DATA PROVIDED below:

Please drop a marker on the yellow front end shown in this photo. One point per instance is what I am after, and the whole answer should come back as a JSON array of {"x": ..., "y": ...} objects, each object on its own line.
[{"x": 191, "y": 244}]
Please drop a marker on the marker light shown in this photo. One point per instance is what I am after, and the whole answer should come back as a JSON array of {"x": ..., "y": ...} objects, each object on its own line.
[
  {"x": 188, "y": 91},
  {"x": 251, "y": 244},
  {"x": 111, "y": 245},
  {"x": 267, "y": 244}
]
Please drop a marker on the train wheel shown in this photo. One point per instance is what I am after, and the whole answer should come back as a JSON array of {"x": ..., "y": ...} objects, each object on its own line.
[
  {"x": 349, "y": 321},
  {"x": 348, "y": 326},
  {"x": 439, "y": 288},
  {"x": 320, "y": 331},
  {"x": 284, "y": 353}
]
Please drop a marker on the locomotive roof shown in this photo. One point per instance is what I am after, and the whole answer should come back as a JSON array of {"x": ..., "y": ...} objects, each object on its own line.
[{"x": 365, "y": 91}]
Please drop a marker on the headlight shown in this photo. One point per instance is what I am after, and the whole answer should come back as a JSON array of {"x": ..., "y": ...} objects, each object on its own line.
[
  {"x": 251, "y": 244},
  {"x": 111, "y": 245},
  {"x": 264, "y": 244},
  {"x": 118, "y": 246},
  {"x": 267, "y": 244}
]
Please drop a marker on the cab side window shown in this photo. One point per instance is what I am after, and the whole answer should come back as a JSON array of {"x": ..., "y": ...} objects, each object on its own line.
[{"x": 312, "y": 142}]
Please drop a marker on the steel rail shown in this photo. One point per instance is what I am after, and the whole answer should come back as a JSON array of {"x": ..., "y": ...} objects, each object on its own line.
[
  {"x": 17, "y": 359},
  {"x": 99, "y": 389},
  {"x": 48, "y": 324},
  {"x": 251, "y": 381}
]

End of DATA PROVIDED.

* TASK REQUIREMENTS
Repeat the records above exactly as they appear.

* ANSWER
Please drop a marker on the yellow front end shown in this photo. One point per instance is what I am after, and the whole answer should come back as a JSON array of {"x": ..., "y": ...} objects, each object on its own line.
[{"x": 191, "y": 244}]
Please drop a marker on the marker light shown in this photo. One point per instance is what I am after, and the whole answer should come back as a JSON array of {"x": ..., "y": ...} objects, each object on its own line.
[
  {"x": 188, "y": 91},
  {"x": 251, "y": 244},
  {"x": 111, "y": 245},
  {"x": 267, "y": 244}
]
Please drop a marker on the train wheel shown in this photo. One point per instance is what I am after, and the whole answer should come back as a JSON array of {"x": ..., "y": ...} objects, each object on its own line.
[
  {"x": 349, "y": 321},
  {"x": 348, "y": 326},
  {"x": 439, "y": 288},
  {"x": 320, "y": 331},
  {"x": 284, "y": 353}
]
Please drop a marker on the locomotive roof shown in this photo. One point per instance is what I am after, and the whole answer should come back as a JSON array of {"x": ..., "y": ...} objects, each object on its own line.
[{"x": 365, "y": 91}]
Please drop a marker on the headlight shown in this photo. One point per instance is what I am after, and the whole answer should come back as a JSON array of {"x": ..., "y": ...} objects, each object on its own line.
[
  {"x": 251, "y": 244},
  {"x": 111, "y": 245},
  {"x": 264, "y": 244},
  {"x": 118, "y": 246},
  {"x": 267, "y": 244}
]
Please drop a marker on the cab side window shown in this photo. One point per instance is what I am after, and the whole answer should come back as a JSON array of {"x": ..., "y": ...} objects, each object on its own line.
[{"x": 312, "y": 142}]
Please drop a marker on the steel rail shown in this photo. One point per instance is what I am after, and the whole answer should come back as a JSON array of {"x": ..., "y": ...} objects, each object on its own line.
[
  {"x": 17, "y": 359},
  {"x": 99, "y": 389},
  {"x": 48, "y": 324},
  {"x": 251, "y": 381}
]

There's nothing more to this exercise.